- [Stated goal]: Exactly as they appear, output all of the entries.

□ □ □ □ □

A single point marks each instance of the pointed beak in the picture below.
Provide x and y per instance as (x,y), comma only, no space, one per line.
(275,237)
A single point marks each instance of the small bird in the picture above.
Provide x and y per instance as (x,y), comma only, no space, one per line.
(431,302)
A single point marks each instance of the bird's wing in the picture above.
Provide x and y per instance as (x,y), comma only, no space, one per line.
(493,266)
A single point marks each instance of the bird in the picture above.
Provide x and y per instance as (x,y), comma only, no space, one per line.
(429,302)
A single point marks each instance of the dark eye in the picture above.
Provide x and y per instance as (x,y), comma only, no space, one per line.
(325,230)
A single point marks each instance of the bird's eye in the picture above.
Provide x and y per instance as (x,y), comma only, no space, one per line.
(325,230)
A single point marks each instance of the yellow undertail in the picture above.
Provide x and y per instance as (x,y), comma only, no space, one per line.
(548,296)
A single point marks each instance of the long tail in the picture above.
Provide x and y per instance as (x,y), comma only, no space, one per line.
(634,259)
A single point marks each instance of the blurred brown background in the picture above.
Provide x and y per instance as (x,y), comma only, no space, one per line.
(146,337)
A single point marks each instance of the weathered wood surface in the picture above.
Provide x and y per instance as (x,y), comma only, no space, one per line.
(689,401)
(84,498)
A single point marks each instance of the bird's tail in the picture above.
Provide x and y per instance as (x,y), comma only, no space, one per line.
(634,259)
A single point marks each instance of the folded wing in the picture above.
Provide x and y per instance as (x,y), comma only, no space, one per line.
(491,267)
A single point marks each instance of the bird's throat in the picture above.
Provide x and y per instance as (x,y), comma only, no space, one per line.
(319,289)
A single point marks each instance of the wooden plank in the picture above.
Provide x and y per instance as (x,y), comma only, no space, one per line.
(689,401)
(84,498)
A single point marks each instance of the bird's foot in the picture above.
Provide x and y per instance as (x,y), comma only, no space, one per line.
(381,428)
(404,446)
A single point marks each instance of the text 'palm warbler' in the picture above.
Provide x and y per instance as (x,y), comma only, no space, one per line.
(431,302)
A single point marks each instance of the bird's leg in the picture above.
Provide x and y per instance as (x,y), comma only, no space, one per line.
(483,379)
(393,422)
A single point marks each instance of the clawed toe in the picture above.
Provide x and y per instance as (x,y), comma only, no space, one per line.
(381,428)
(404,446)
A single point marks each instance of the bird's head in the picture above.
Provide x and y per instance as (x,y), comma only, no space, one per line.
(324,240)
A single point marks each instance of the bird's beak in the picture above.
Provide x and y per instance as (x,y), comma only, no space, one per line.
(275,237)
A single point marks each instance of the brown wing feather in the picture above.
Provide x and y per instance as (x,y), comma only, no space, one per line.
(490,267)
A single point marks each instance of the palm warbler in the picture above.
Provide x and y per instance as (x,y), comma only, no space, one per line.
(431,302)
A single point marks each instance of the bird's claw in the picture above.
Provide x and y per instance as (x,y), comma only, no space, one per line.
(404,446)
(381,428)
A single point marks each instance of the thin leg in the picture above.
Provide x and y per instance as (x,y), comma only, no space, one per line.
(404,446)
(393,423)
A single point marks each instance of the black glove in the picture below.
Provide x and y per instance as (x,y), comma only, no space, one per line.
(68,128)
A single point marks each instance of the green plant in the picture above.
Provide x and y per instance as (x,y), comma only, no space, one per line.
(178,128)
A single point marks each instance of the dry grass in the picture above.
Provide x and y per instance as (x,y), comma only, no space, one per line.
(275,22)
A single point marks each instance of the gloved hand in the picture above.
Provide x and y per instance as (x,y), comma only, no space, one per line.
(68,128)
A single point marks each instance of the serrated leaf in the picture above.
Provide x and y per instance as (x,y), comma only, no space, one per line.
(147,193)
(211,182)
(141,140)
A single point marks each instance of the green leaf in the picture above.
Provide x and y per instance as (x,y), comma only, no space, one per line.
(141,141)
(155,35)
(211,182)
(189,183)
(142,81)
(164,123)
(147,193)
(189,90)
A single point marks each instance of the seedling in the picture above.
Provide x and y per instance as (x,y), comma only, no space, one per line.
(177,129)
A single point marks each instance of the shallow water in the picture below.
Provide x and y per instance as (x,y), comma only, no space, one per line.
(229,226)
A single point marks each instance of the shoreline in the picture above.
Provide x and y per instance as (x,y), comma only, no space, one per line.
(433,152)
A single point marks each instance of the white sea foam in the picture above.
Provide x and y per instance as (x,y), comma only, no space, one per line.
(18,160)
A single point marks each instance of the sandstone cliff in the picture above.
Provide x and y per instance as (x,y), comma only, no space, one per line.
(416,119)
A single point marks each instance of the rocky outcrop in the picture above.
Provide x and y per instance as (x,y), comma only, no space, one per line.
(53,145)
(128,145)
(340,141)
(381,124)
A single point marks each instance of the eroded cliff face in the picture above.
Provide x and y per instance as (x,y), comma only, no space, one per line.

□ □ □ □ □

- [Result of this exercise]:
A single point marks each instance of the pointed beak in the picture below.
Provide x and y per instance as (x,y), comma only, no space, one per line.
(275,237)
A single point marks each instance of the small bird in the picture above.
Provide x and y per instance as (x,y), comma only, no space, one per line.
(431,302)
A single point marks each instance of the bird's wing in the picture above.
Provide x and y per instance as (x,y), comma only, no space, one per line.
(493,266)
A single point marks each instance of the bird in the picture above.
Provide x and y per instance as (x,y), comma only, no space, one per line.
(429,302)
A single point marks each instance of the dark eye in the picture above.
Provide x and y per instance as (x,y), comma only, no space, one per line.
(325,230)
A single point marks each instance of the bird's eye in the picture above.
Provide x and y per instance as (x,y), comma only, no space, one per line.
(325,230)
A single point marks each instance of the yellow undertail in the picture above.
Provide x and y per instance as (x,y), comma only, no space, one per line.
(548,296)
A single point marks each instance of the long tail in the picture above.
Provide x and y per instance as (x,y), comma only, no space, one per line.
(634,259)
A single point marks each instance of the blurred brown background in the picture above.
Provide x and y per instance as (x,y), comma only, no space, one per line.
(146,337)
A single point marks each instance of the weathered wood surface in the picture above.
Provide x and y per instance as (x,y), comma only, no space, one per line.
(689,401)
(84,498)
A single point marks each instance of the bird's tail in the picture above.
Provide x and y per instance as (x,y), comma only, no space, one per line.
(634,259)
A single point marks each instance of the folded wing in the picture above.
Provide x and y per instance as (x,y), comma only, no space, one per line.
(491,267)
A single point marks each instance of the bird's throat in the picture above.
Provide x and y per instance as (x,y), comma only, no space, one per line.
(319,289)
A single point marks each instance of the wooden plank in the picture above.
Provide x and y per instance as (x,y), comma only, no space, one per line.
(689,401)
(84,498)
A single point marks each instance of the bird's foot in the picture above.
Provide x and y per instance as (x,y), comma only, no space, one per line.
(381,428)
(404,446)
A single point marks each instance of the text 'palm warbler' in the picture above.
Provide x and y per instance as (x,y), comma only, no space, one per line.
(431,302)
A single point marks each instance of the bird's leg in the picture above.
Provide x and y per instance as (x,y), comma only, no space, one per line.
(483,379)
(393,422)
A single point marks each instance of the clawed toe in the picture above.
Provide x and y per instance as (x,y), comma only, no space, one per line.
(381,428)
(404,446)
A single point marks each instance of the bird's head in the picture above.
Provide x and y per instance as (x,y), comma only, no space, one per line.
(324,240)
A single point marks each instance of the bird's beak in the picture above.
Provide x and y per instance as (x,y), comma only, no space, one per line.
(275,237)
A single point marks each instance of the brown wing feather in the picture above.
Provide x and y per instance as (x,y), comma only, no space, one per line.
(490,267)
A single point marks each instance of the palm warbler in the picture above.
Provide x and y per instance as (x,y), comma only, no space, one per line.
(431,302)
A single point marks each instance of the bird's claw in the picture above.
Provide x and y per instance as (x,y), comma only, no space, one per line.
(404,446)
(381,428)
A single point marks each instance of the thin leg in the picture above.
Provide x and y per instance as (x,y), comma only, no space, one per line.
(404,446)
(393,423)
A single point marks each instance of the black glove in the picture below.
Provide x and y per instance as (x,y), comma only, no space, one per line.
(68,128)
A single point marks each instance of the green plant in the picture above.
Provide x and y per instance as (x,y), comma only, no space, one per line.
(178,128)
A single point marks each instance of the dry grass in the picture above.
Provide x and y per instance as (x,y), comma only, no space, one per line.
(275,22)
A single point marks each instance of the gloved hand in the picture above.
Provide x and y per instance as (x,y), comma only, no space, one per line.
(68,128)
A single point marks each instance of the serrated leaf in the picture above.
Provide x and y per instance as (x,y), comma only, no space, one per line.
(147,193)
(211,182)
(141,140)
A single point marks each instance of the green leaf in the picture above.
Provide x and y per instance as (x,y), comma only, no space, one per line.
(141,141)
(155,35)
(211,182)
(189,183)
(142,81)
(164,123)
(147,193)
(189,90)
A single point marks each instance of the seedling in the picture above.
Provide x and y per instance as (x,y), comma only, no space, one per line.
(177,129)
A single point marks each instance of the shallow water in the picture below.
Provide x and y per instance as (x,y), comma only, no space, one per line.
(229,226)
A single point marks each instance of the shoreline in the picture above.
Provide x and y per instance as (x,y), comma only, no space, one per line.
(433,152)
A single point marks each instance of the white sea foam in the picture above.
Provide x and y per instance as (x,y), comma only, no space, one per line.
(18,160)
A single point marks each instance of the sandstone cliff in the picture above.
Provide x and y per instance as (x,y), comma only, no space, one per line.
(416,119)
A single point marks each instance of the rocky outcrop in the picture above.
Provide x and y per instance as (x,y), comma only, no space, one per line.
(53,145)
(128,145)
(340,141)
(381,124)
A single point marks each instance of the eroded cliff face in the picture above.
Provide x and y per instance as (x,y), comma only, no space, one per line.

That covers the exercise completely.